• **WHAT TO WORK ON**:
1. How many miles does the truck have, according to the forum thread about the 1992 F700 dump truck?
2. Name each distinct username that appears as a post header in the forum thread about the 1992 F700 dump truck.

• **SOURCE**:
# NEW (to me!) F700 dumpski



## got-h2o (Sep 26, 2008)

My buddie and I picked her up last night. 1992 F700 with a Cummins, 5 over 2, air brakes, pto's, etc. 22.5's with sims, LIKE NEW Coopers all around. Truck has only 45,000 miles. Everything works great.

This was used as a mobile dumpster on jobsites for a couple years and parked in 07. Fresh batts along with a half squirt of ether and she fired right up. Drove out of the 6" ruts she sunk into, and drove it 45 mins home. Came with a full tank of 3.5 year old fuel too!

The ol gal looks way worse in pics than it is. She shined up like a new penny (will get washed pics up soon). Plan is to paint cab white and repaint frame and bed black.

Came with a Meyer truckside and plumbed for a CH spreader. Plan to run a Fisher MC I have on hand, and may convert plow controls to CH as well.

My buddie standing proud. This is where it was sitting and taken before we started it.










After I fired and took for a cruise. Testing bed.


----------



## blk90s13 (Sep 1, 2005)

Nice find good luck with it


----------



## mike6256 (Dec 15, 2007)

Of course she fired she has a cummins!!  Looks good though, should move some snow for ya, good luck...


----------



## got-h2o (Sep 26, 2008)

Thanks guys! And honestly, the second I found out what motor was in it I verbally closed the deal. I knew it would pop off. I'll keep the thread posted on her progress.


----------



## tls22 (Sep 30, 2007)

• **INFORMATION SUPPLIED**:
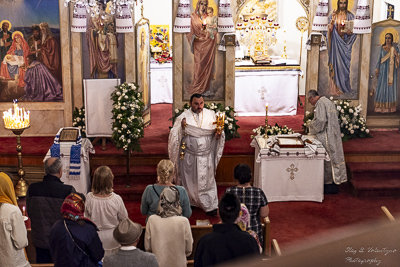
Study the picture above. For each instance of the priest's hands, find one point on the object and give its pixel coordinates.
(183, 123)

• **COMPLETE ANSWERS**:
1. 45,000 miles

2. got-h2o, blk90s13, mike6256, tls22